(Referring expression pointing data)

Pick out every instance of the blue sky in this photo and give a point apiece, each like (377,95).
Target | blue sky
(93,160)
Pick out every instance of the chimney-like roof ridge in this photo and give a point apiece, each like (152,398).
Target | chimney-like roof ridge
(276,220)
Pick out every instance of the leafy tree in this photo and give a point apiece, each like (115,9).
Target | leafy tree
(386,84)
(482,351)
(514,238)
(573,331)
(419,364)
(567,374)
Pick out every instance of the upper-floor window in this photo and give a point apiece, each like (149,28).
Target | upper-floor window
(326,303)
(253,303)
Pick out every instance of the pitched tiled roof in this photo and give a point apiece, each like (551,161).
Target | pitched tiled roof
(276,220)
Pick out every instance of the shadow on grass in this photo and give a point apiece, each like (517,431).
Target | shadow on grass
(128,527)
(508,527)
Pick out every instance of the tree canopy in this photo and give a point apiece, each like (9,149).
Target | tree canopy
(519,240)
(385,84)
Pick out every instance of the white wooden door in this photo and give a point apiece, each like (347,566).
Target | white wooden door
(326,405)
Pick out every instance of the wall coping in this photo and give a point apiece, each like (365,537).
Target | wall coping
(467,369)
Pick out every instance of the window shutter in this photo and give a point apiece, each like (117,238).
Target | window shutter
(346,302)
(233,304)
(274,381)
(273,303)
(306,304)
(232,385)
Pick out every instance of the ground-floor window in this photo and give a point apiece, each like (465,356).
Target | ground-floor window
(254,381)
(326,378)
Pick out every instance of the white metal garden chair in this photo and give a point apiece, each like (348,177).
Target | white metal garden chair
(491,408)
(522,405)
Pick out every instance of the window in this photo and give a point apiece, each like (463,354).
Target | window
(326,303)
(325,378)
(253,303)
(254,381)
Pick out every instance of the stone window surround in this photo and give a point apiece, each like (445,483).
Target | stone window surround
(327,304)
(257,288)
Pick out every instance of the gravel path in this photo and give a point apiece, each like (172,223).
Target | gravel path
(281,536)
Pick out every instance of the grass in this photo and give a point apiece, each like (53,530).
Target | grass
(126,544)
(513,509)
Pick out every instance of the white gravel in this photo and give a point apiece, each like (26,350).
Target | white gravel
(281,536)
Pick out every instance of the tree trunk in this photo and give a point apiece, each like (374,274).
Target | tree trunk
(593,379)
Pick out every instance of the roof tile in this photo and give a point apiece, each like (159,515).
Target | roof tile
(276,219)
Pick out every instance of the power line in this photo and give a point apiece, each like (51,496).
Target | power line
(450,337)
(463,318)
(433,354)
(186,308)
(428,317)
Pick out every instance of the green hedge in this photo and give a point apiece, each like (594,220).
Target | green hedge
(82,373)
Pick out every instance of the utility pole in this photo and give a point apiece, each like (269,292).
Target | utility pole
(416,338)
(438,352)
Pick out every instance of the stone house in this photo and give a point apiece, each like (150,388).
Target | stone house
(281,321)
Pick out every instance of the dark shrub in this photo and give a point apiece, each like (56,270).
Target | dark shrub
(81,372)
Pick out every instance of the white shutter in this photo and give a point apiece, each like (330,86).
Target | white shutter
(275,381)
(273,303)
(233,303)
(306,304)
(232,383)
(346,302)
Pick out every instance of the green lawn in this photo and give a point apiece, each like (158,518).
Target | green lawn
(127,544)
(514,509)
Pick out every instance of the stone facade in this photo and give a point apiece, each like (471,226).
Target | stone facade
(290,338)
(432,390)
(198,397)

* PROBLEM TO SOLVE
Please copy only these lines, exactly: the first line of the records through the line containing "Pick out every instance of the chimney-like", ends included.

* WRITTEN ANSWER
Pick out every instance of the blue sky in this photo and give a point apiece, each like (377,95).
Target | blue sky
(93,160)
Pick out every instance of the chimney-like roof ridge in this photo and give a point apiece, each like (152,398).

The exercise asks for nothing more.